Gesammelte Daten
--

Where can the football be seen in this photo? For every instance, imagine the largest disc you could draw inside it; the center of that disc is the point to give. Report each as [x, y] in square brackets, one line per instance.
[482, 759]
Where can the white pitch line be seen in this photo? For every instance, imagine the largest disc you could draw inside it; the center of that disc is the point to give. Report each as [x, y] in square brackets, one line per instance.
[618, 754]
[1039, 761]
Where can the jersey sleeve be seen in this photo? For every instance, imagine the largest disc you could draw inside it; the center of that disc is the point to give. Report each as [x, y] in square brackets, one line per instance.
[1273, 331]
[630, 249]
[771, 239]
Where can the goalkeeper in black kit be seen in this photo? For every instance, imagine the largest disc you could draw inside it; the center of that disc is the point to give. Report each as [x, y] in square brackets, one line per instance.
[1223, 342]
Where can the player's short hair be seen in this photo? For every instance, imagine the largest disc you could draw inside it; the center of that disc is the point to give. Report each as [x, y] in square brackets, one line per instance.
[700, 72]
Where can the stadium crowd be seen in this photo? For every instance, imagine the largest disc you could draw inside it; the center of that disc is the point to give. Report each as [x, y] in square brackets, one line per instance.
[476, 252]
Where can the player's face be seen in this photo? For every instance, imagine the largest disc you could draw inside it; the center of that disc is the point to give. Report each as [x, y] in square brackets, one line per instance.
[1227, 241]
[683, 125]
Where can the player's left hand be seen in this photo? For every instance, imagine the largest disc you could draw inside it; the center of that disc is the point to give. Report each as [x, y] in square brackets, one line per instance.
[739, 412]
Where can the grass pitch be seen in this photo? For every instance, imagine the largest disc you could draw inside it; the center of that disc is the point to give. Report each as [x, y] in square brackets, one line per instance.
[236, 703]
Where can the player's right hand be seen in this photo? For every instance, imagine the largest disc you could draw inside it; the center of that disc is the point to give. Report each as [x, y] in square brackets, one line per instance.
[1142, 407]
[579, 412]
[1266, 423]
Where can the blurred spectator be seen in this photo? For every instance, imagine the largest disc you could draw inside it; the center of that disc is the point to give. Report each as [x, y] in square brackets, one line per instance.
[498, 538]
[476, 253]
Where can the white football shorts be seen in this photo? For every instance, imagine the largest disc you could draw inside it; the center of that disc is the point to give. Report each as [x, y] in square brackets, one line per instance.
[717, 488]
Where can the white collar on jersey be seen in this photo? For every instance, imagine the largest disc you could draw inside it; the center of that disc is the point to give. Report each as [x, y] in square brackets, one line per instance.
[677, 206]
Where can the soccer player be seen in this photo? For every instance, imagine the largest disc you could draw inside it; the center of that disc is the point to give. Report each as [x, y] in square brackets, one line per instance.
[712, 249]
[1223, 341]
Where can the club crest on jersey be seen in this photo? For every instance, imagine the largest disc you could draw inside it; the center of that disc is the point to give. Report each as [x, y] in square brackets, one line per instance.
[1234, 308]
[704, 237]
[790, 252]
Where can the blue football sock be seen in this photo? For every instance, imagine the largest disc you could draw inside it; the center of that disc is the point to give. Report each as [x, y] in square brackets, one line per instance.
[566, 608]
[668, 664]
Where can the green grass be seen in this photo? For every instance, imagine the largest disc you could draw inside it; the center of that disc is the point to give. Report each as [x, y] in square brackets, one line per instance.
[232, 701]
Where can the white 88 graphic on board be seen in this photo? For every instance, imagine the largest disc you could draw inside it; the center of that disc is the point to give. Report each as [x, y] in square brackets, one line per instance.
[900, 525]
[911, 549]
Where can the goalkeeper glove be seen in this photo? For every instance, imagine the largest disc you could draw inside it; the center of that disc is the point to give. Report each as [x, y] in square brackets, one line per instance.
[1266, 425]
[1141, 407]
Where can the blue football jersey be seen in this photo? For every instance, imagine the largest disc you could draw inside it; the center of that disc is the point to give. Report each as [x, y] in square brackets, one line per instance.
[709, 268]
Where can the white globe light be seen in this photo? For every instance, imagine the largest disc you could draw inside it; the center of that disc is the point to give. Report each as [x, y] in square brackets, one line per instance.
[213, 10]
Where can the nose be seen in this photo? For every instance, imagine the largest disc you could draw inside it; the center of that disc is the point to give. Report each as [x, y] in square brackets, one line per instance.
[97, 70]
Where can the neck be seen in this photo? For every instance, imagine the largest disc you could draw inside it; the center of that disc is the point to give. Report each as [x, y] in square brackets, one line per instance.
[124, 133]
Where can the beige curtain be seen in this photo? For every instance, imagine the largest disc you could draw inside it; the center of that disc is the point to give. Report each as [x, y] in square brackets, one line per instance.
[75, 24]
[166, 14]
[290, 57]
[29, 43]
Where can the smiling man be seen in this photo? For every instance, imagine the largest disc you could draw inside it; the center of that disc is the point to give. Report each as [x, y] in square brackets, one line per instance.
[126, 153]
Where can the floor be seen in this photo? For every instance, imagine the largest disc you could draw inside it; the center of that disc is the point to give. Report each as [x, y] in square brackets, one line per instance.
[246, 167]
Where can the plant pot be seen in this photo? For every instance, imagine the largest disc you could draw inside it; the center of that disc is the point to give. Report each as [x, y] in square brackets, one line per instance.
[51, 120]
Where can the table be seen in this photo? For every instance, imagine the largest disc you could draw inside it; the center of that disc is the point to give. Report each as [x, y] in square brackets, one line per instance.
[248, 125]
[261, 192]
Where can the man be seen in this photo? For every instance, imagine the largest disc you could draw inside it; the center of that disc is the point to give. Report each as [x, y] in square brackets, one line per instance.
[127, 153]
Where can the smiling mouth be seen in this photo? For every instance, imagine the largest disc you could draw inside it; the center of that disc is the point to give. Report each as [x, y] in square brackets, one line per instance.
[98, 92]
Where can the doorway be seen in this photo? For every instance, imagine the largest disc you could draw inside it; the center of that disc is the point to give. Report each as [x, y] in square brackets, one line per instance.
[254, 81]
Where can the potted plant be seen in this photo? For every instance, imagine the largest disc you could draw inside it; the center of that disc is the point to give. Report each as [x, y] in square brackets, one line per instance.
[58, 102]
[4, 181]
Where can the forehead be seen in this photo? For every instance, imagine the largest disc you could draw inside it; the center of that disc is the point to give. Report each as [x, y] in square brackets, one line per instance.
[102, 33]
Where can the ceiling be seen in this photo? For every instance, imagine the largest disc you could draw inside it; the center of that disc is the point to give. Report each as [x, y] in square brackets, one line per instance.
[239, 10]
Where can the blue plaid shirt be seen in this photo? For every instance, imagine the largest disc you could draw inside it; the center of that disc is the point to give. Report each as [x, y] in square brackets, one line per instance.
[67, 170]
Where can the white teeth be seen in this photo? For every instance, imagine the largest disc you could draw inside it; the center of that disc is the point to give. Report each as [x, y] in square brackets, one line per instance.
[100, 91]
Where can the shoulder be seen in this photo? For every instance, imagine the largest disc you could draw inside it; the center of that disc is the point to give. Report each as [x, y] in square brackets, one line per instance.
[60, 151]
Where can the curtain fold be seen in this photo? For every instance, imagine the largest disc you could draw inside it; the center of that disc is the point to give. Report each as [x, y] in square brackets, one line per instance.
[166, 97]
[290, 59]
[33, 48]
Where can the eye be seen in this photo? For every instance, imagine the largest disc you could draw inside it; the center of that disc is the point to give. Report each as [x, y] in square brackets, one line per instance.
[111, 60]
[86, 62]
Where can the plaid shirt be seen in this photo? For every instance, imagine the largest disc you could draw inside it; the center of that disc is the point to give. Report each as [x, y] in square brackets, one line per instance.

--

*Die Aufgabe*. Bearbeiten Sie die gesamte Auflistung, indem Sie jedes Vorkommen von „one line per instance“ durch „one line per occurrence“ ersetzen. Geben Sie alles Übrige unverändert wieder.

*Endergebnis*.
Where can the football be seen in this photo? For every instance, imagine the largest disc you could draw inside it; the center of that disc is the point to give. Report each as [x, y] in square brackets, one line per occurrence.
[482, 759]
Where can the white pitch line be seen in this photo? For every instance, imagine the largest disc you could draw inside it; the center of that disc is the point to give. Report each as [x, y] in square brackets, one line per occurrence.
[618, 754]
[1039, 761]
Where can the jersey sleeve be seen in this photo? For every instance, imagine the largest disc you could draw inside it; the center of that disc is the point to give. Report each as [x, y] in square brackets, one line per occurrence.
[1273, 331]
[630, 249]
[771, 239]
Where can the goalkeeper in black kit be seen in this photo? For every instance, imagine the largest disc you could draw inside it; the center of that disc is the point to give. Report each as [x, y] in square brackets, one line per occurrence.
[1223, 342]
Where can the player's short hair be seen in this photo? For every instance, imagine the largest disc you could draw inside it; the center of that disc is the point to give. Report each as [x, y] in square brackets, one line per occurrence.
[700, 72]
Where can the stadium crowd be seen in this photo? For every instance, imagine the largest disc you could draw inside it; the center of that disc is the point to give. Report each as [x, y] in square brackets, one line per occurrence.
[476, 252]
Where can the player's face be seen in this photo? For every instance, imagine the largest disc you could draw inside it; the center of that disc is the point to give. Report each as [x, y] in square brackets, one line per occurrence.
[1227, 241]
[683, 125]
Where can the player's left hand be seen in this photo? For every instance, imagine the largest disc you could draw inside it; the center of that disc is the point to give. Report each as [x, y] in square brackets, one line per occurrence.
[739, 412]
Where can the grass pitch be seen in this photo? For every instance, imagine the largest disc you could draw inside it; the center of that disc is the point to give. Report each as [x, y] in square brackets, one line per occurrence.
[236, 703]
Where can the player's right hand be seen in this photo? For every instance, imagine the largest disc you could draw inside it; the center of that disc is the point to give. Report each as [x, y] in square brackets, one line per occurrence.
[1142, 407]
[579, 412]
[1266, 423]
Where can the blurred spectator be seen in this photo? For every instance, imagine the largest disc you could draw inside it; the center of that disc is the point to give. Report each as [x, y] in square brackets, one line per occurrence.
[498, 538]
[476, 253]
Where can the white football shorts be seen in this photo? For every instance, imagine the largest disc you could draw inside it; the center of that disc is the point to give. Report each as [x, y] in square brackets, one line per occurrence.
[717, 488]
Where can the white collar on jersey be seen in this photo? For every instance, imagine the largest disc you could draw inside it; the center of that disc is the point to give. Report each as [x, y] in square brackets, one line per occurrence.
[677, 206]
Where can the soccer player be seen in this photo? For every instance, imagine the largest disc you could draw inside it; the center of that disc is the point to give. Report each as [x, y] in square brackets, one line per occurrence.
[712, 249]
[1223, 341]
Where can the club crest on jersey be seen in this photo? For every instance, imagine the largest disc you could draw inside it; the center of that disc is the point to give. Report each as [x, y] in square brackets, one line per occurrence.
[1234, 308]
[704, 237]
[790, 252]
Where can the blue football sock be seen in this photo? For every instance, imagine the largest disc you could draw inside it; the center of that disc is the point to give. Report each as [x, y] in square brackets, one line per occurrence.
[566, 608]
[668, 664]
Where can the green grass be seen in this photo? For every instance, imagine the largest disc you could draw inside it; the center of that disc is the point to give. Report each as [x, y] in square brackets, one line per occurrence.
[232, 701]
Where can the white 88 graphic on board be seen in this photo? For every instance, imagine the largest disc you could draw inside it; the center of that disc is the point to give. Report each as [x, y] in square brackets, one line per occurrence.
[900, 525]
[911, 549]
Where can the goalkeeper glove be seen in this photo? For every instance, imagine the largest disc you could draw inside it; the center of that disc is the point to give. Report each as [x, y] in square brackets, one line per occurrence.
[1266, 425]
[1141, 407]
Where can the blue football jersey be seen in this photo? For every instance, imagine the largest disc you could draw inside it; the center of that disc is the point to give. Report each as [x, y] in square brackets, one line per occurrence.
[709, 268]
Where can the white globe light be seen in this photo? For every instance, imagine the largest disc you could draw inside it; the center of that disc is the point to give. Report each as [x, y] in square brackets, one line per occurrence.
[213, 10]
Where can the nose be seen in this photo? For every instance, imagine the largest disc you could draw inside it; the center of that disc is the point to give. Report each as [x, y] in square brackets, one line per occurrence.
[97, 70]
Where can the neck be seen in this photo? For every instance, imagine the largest disc you could draw inside it; the center of that disc is the point to give. Report each as [x, y] in square brackets, one line per occurrence.
[124, 133]
Where can the beige curtain be seen in this photo? For every instance, imagine the largest disc you could draw inside it; the center of that disc is the point to give. Report each as [x, y] in square brackets, one line per occurrence.
[75, 24]
[166, 14]
[290, 57]
[29, 43]
Where can the smiling man be seen in this photo? For every instance, imagine the largest disc you could draw inside it; the center of that disc is the point to give. Report each as [x, y] in square brackets, one line per occurrence.
[126, 153]
Where can the floor be seen in this photo? For every instance, imagine the largest disc you could draw inside it; the center of that disc is the point to give. Report each as [x, y] in square brackets, one line per occurrence.
[246, 167]
Where can the plant pot be seen in this photo? For every instance, imagine the largest disc you could draw inside it; the center of that disc is the point to give. Report each as [x, y] in square brackets, one line per occurrence.
[51, 120]
Where can the table be seen in this photo? For every instance, imagine the largest disc you could draw inside it; the center of that disc is the point to give. Report each as [x, y] in square brackets, one line per occurrence.
[248, 125]
[261, 192]
Where can the man be seen in this photo? For every instance, imagine the largest disc you could draw inside it; the center of that disc is the point to give. Report each as [x, y] in square brackets, one line per occurrence.
[127, 153]
Where can the smiling mouth be seen in this photo? For every instance, imagine the largest disc you could draw inside it; the center of that disc is the point to give. Report each as [x, y] in square brackets, one line per occurrence.
[98, 92]
Where can the doorway be seen in this photo? For every instance, imagine the largest disc you could draw inside it; the center of that disc is the point to give. Report each as [x, y] in square brackets, one line per occurrence.
[254, 81]
Where can the potted plant be seen in this photo? For every instance, imagine the largest disc you could draw inside it; the center of that disc is the point to give. Report each as [x, y] in square brackets, one line per occurrence.
[58, 102]
[4, 181]
Where can the forehead be seen in this photo? For every instance, imagine the largest disc you could draw inside it; the center of that disc is the point to give. Report each as [x, y] in square brackets, one line per occurrence.
[102, 33]
Where can the ceiling be seen in this photo? For every instance, imagine the largest disc you could draw inside it; the center of that disc is the point to give. Report each as [x, y] in square brackets, one line per occurrence.
[239, 10]
Where can the blue plaid shirt be seen in this photo? For every instance, imagine the largest disc you could draw inside it; the center of that disc is the point to give. Report each as [x, y] in square brackets, one line per occurrence.
[67, 170]
Where can the white teeth be seen in this photo? For every instance, imagine the largest disc you could draw inside it; the center of that disc is the point to give. Report each as [x, y] in square brackets, one line per occurrence.
[100, 91]
Where can the shoulder be seen in this photo? For every instance, imagine the largest disc you could draw inside it; the center of that disc is the point to give. Report each as [x, y] in square brackets, one line per occurrence.
[60, 151]
Where can the curtain fold be seen in this photo? For every instance, imagine the largest disc you could draw inside it; the center of that disc is the point to give. Report each as [x, y] in square brackets, one line per occurrence.
[166, 97]
[290, 59]
[33, 48]
Where can the eye be seen in this photo? For every instance, imagine the largest disc you could draw inside it; the center of that disc is the point to give. Report each as [x, y] in square brackets, one line per occurrence.
[111, 60]
[86, 62]
Where can the plaid shirt be seen in this photo? For every instance, imagine the largest disc you could draw inside it; the center of that disc is the point to give. Report each as [x, y] in square brackets, one line per occurrence.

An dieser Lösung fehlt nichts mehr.